begin TEXT

# day 1 set up & web scraping

In [2]:
pip install pandas

Collecting pandasNote: you may need to restart the kernel to use updated packages.

  Using cached pandas-2.2.3-cp39-cp39-win_amd64.whl.metadata (19 kB)
Collecting numpy>=1.22.4 (from pandas)
  Using cached numpy-2.0.2-cp39-cp39-win_amd64.whl.metadata (59 kB)
Collecting pytz>=2020.1 (from pandas)
  Using cached pytz-2025.1-py2.py3-none-any.whl.metadata (22 kB)
Collecting tzdata>=2022.7 (from pandas)
  Using cached tzdata-2025.1-py2.py3-none-any.whl.metadata (1.4 kB)
Using cached pandas-2.2.3-cp39-cp39-win_amd64.whl (11.6 MB)
Using cached numpy-2.0.2-cp39-cp39-win_amd64.whl (15.9 MB)
Using cached pytz-2025.1-py2.py3-none-any.whl (507 kB)

end TEXT

● **TASK BRIEF**
Reproduce the entire pandas installation log above word for word, from its header to its final line.

begin PROVIDED MATERIAL

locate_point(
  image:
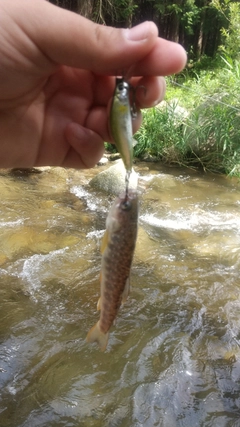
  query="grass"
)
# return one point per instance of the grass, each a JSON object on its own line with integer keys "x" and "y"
{"x": 199, "y": 124}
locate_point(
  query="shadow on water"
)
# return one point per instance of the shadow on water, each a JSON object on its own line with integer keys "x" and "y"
{"x": 173, "y": 357}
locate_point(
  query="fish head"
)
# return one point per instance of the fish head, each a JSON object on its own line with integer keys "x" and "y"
{"x": 122, "y": 90}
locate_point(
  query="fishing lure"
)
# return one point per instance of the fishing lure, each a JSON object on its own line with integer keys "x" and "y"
{"x": 121, "y": 124}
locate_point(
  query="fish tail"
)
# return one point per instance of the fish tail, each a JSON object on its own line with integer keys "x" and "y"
{"x": 95, "y": 335}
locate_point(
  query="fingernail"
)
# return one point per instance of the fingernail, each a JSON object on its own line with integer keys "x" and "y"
{"x": 138, "y": 33}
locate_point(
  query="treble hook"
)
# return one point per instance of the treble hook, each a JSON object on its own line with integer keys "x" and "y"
{"x": 134, "y": 91}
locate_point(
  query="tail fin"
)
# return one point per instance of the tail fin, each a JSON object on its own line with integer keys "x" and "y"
{"x": 95, "y": 335}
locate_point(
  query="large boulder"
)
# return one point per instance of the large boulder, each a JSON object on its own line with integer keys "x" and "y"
{"x": 112, "y": 180}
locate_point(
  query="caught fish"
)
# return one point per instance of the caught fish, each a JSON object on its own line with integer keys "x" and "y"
{"x": 121, "y": 123}
{"x": 117, "y": 253}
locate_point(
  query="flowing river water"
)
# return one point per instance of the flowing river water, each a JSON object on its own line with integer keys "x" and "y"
{"x": 173, "y": 357}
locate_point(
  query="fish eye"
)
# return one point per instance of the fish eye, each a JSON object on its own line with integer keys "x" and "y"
{"x": 126, "y": 205}
{"x": 121, "y": 86}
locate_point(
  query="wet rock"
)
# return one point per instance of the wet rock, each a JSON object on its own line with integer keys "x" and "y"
{"x": 103, "y": 161}
{"x": 112, "y": 180}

end PROVIDED MATERIAL

● **ANSWER BELOW**
# day 1 set up & web scraping

In [2]:
pip install pandas

Collecting pandasNote: you may need to restart the kernel to use updated packages.

  Using cached pandas-2.2.3-cp39-cp39-win_amd64.whl.metadata (19 kB)
Collecting numpy>=1.22.4 (from pandas)
  Using cached numpy-2.0.2-cp39-cp39-win_amd64.whl.metadata (59 kB)
Collecting pytz>=2020.1 (from pandas)
  Using cached pytz-2025.1-py2.py3-none-any.whl.metadata (22 kB)
Collecting tzdata>=2022.7 (from pandas)
  Using cached tzdata-2025.1-py2.py3-none-any.whl.metadata (1.4 kB)
Using cached pandas-2.2.3-cp39-cp39-win_amd64.whl (11.6 MB)
Using cached numpy-2.0.2-cp39-cp39-win_amd64.whl (15.9 MB)
Using cached pytz-2025.1-py2.py3-none-any.whl (507 kB)